1.2 Pressupostos autorizadores da Antecipação de tutela
A fim de que fosse deferida a antecipação de tutela, previu o legislador a necessidade de ocorrência de três determinados pressupostos obrigatórios, a saber: a prova inequívoca, a verossimilhança e a possibilidade de reversão da medida. Essa última será examinada em tópico à parte.
A lei exige a prova inequívoca do fato, a verossimilhança da alegação e a reversibilidade da medida para concessão da tutela antecipada, tanto nas hipóteses de risco de dano, abuso de direito de defesa e manifesto propósito protelatório, bem como incontrovérsia do pedido.
São sempre necessárias, assim, para a concessão da tutela antecipada, a prova inequívoca e a verossimilhança da alegação, conforme o art. 273 do CPC. Já os cumulativo-alternativos seriam o receio de dano irreparável ou de difícil reparação e o abuso de direito de defesa ou manifesto propósito protelatório do réu, conforme os incisos I e II do citado artigo.
Cabe ressaltar que não há, segundo alguns autores, contradição entre os termos ‘prova inequívoca’ e ‘verossimilhança’, na forma tratada pelo art. 273 do CPC. Ao tratar da prova inequívoca, refere-se aos fatos; já ao tratar da verossimilhança refere-se às alegações, ao fundamento de direito, ou aos efeitos jurídicos que se pretende absorver dos fatos.
O termo prova inequívoca é de difícil definição priorísitica, pois esta qualidade a se atribuir a alguma prova depende do quanto for capaz de convencer o magistrado de sua veracidade. O art. 131 do CPC, inclusive, permite uma livre valoração da prova, desde que indicados, na sentença,os motivos da decisão.[21] Assim, o que é inequívoco para um juiz pode não ser para outro. A prova tem a oportunidade de tornar a ocorrência de um fato mais ou menos provável, mas não produzirá uma certeza absoluta. Na verdade, nem quando encerrada a instrução com cognição plena o juiz terá a certeza absoluta. Mais ainda será a dispensabilidade da certeza absoluta em sede de cognição sumária.
O único juízo de certeza passível de se obter é o jurídico, que é possibilitada através de regras processuais, quais sejam, as regras de produção de provas e as que distribuem o ônus da prova e as presunções. O magistrado deve, com base nas regras processuais vigentes, fundamentas sua decisão.

** MATERIAL APRESENTADO **
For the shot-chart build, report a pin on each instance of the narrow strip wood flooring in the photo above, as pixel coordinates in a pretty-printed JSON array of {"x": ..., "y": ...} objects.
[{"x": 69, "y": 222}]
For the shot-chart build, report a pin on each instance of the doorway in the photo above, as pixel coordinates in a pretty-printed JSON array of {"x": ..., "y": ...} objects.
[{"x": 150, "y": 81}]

...

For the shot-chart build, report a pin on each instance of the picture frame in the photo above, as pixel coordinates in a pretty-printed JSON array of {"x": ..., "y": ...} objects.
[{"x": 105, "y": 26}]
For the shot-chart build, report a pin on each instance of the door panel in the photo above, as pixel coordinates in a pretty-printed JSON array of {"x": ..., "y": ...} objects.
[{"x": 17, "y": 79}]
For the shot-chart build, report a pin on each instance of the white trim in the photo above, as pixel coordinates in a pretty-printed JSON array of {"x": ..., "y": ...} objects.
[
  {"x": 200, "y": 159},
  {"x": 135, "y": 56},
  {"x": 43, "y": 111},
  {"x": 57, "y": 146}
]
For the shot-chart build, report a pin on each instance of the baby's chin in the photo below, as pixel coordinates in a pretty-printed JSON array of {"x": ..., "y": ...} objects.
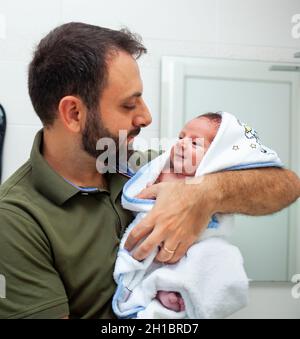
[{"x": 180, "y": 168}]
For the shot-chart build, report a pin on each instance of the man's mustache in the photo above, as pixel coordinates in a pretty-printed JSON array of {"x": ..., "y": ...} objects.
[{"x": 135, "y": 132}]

** INSTRUÇÕES **
• A. Com base no trecho sobre antecipação de tutela, explique em uma a três frases por que o termo "prova inequívoca" é de difícil definição.
• B. Redija a continuação do trecho sobre antecipação de tutela, começando após a sua última frase.

** RESULTADOS ESPERADOS **
• A. Essa qualidade atribuída a uma prova depende do quanto ela é capaz de convencer o magistrado de sua veracidade. O art. 131 do CPC permite a livre valoração da prova, desde que os motivos da decisão sejam indicados na sentença. Assim, o que é inequívoco para um juiz pode não o ser para outro.

• B.
“O melhor entendimento para prova inequívoca é aquele que afirma tratar-se de prova robusta, contundente, que dê, por si só, a maior margem de segurança possível para o magistrado sobre a existência ou inexistência de um fato. Embora ninguém duvide da maior credibilidade que se pode dar a documentos para essa finalidade, a expressão não se deve limitar a eles. Até porque mesmo um documento público pode ter sido falsificado e ser, por isso mesmo, nada inequívoco no sentido da regra em exame.”[22]
Assim, conclui-se que qualquer meio de prova, que não ilícito, pode ser hábil para convencer o magistrado da verossimilhança. Até a prova testemunhal, uma vez que o art. 461, par. 3, admitiu, para fins de antecipação de tutela na obrigação de fazer, não fazer e de entregar coisa, que se realizasse justificação prévia. Esse é, na verdade, um instrumento processual em que o Juiz colhe testemunhos, para convencer-se de fato independentemente de prova documental. A expressão inequívoca indica, não o tipo de prova, mas sua capacidade de invocar segurança ao magistrado para que esse decida acerca dos fatos alegados.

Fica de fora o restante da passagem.